- **TEXT EXTRACT**:
☆ ☆ ☆ ☆ ☆ ☆ ☆

Joannes Disma Floriantschitsch de Grienfeld (Slovenized as Ivan or Janez Dizma Florjančič de Grienfeld; July 1, 1691 – 1757) was a Carniolan astronomer, mathematician, geographer, and cartographer.

Life and work
Floriantschitsch de Grienfeld was born in Ljubljana. He served in a series of important church functions, finishing his career in 1757 as the archdeacon of Stična Abbey. In 1744, he published the first map of Carniola, titled Ducatus Carnioliae Tabula Chorographica (Chorographic Map of the Duchy of Carniola) at a scale of 1:111,000. He also wrote a book on gnomonics and a work on measuring time, and built his own observatory. From his writings it is clear that he was familiar with the methods of astronomy at the time. His two Latin manuscripts, which are held by the National and University Library of Slovenia in Ljubljana, preserve many essays on astronomy and mathematics, tables with instructions for making astronomical calculations, tables and a theory about the movement of the Sun and to some extent also the Moon and the planets for the Gregorian calendar for the Ljubljana meridian, a geometry manual, writings about squaring the circle, and his own observations on the Sun and Moon.

☆ ☆ ☆ ☆ ☆ ☆ ☆

- **INFORMATION SUPPLIED**:
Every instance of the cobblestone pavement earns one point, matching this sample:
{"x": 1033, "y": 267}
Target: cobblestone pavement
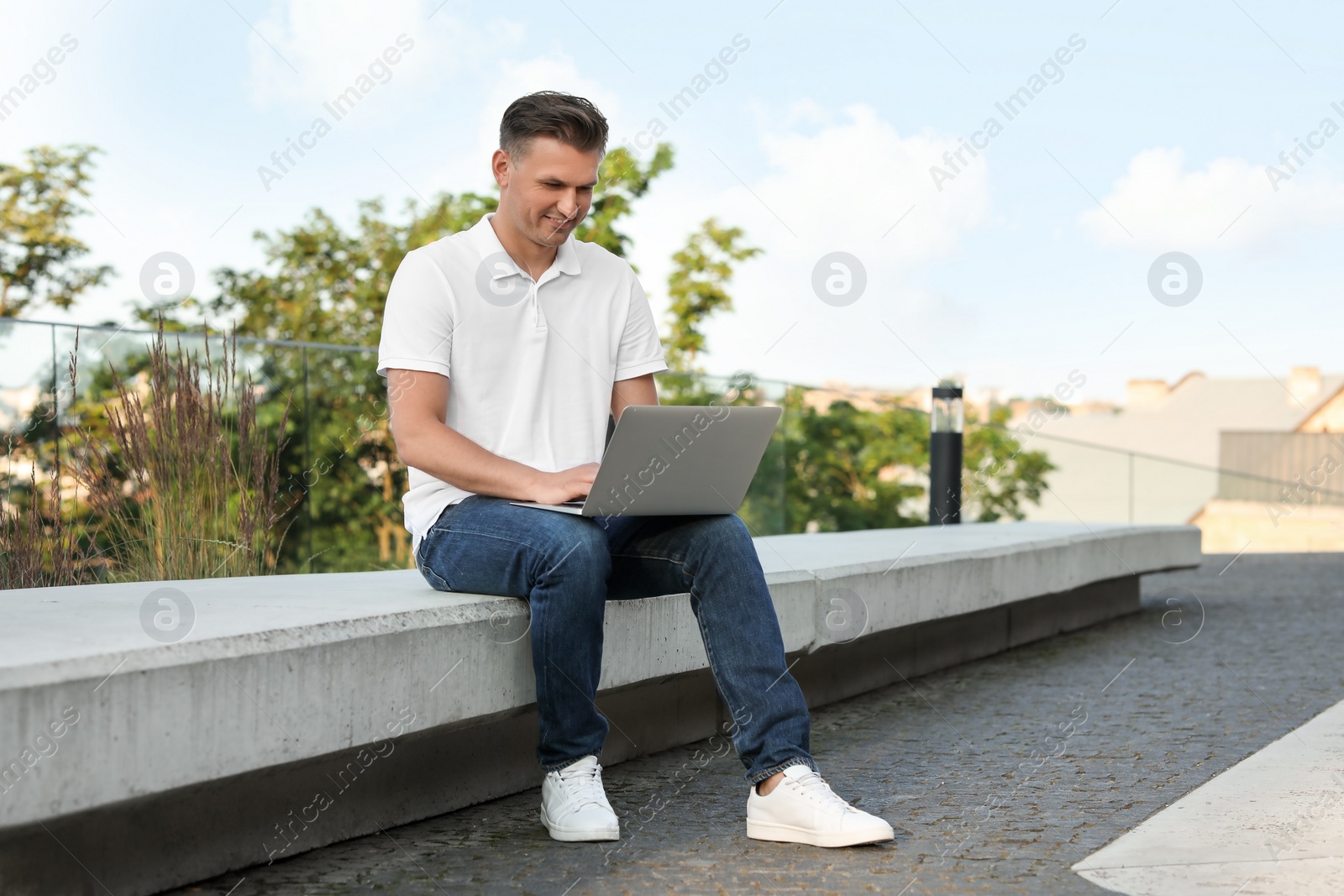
{"x": 998, "y": 775}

☆ ☆ ☆ ☆ ☆ ☆ ☆

- **REQUIREMENT A**: Rewrite the passage on Floriantschitsch de Grienfeld, beginning at "Joannes Disma Floriantschitsch" and ending after "geographer, and cartographer.", with "cartographer" replaced by "mapmaker".
- **REQUIREMENT B**: According to the passage on Floriantschitsch de Grienfeld, how can we tell that he knew the astronomical methods of his time? Answer in one to three sentences.
- **REQUIREMENT C**:
Do these statements agree with the passage on Floriantschitsch de Grienfeld? For each, answer yes or no and quote the words of the passage that decide it.
(i) He was born in Ljubljana.
(ii) His map of Carniola was drawn at a scale of 1:100,000.
(iii) His two manuscripts were written in German.

- **PROBLEM SOLUTION A**:
Joannes Disma Floriantschitsch de Grienfeld (Slovenized as Ivan or Janez Dizma Florjančič de Grienfeld; July 1, 1691 – 1757) was a Carniolan astronomer, mathematician, geographer, and mapmaker.

- **PROBLEM SOLUTION B**: It is clear from his writings that he was familiar with the methods of astronomy at the time.

- **PROBLEM SOLUTION C**:
(i) Yes: "Floriantschitsch de Grienfeld was born in Ljubljana."
(ii) No: "at a scale of 1:111,000"
(iii) No: "His two Latin manuscripts"